**COMPITO**
Puoi ricopiare tutte le righe qui sotto, una per una, senza cambiare nulla?

**RIGHE FORNITE**

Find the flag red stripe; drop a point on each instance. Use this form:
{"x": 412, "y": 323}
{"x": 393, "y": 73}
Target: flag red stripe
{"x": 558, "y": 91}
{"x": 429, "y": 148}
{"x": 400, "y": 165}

**RISPOSTA**
Find the flag red stripe; drop a point on each instance. Use this form:
{"x": 412, "y": 323}
{"x": 393, "y": 73}
Target: flag red stripe
{"x": 558, "y": 91}
{"x": 429, "y": 148}
{"x": 400, "y": 165}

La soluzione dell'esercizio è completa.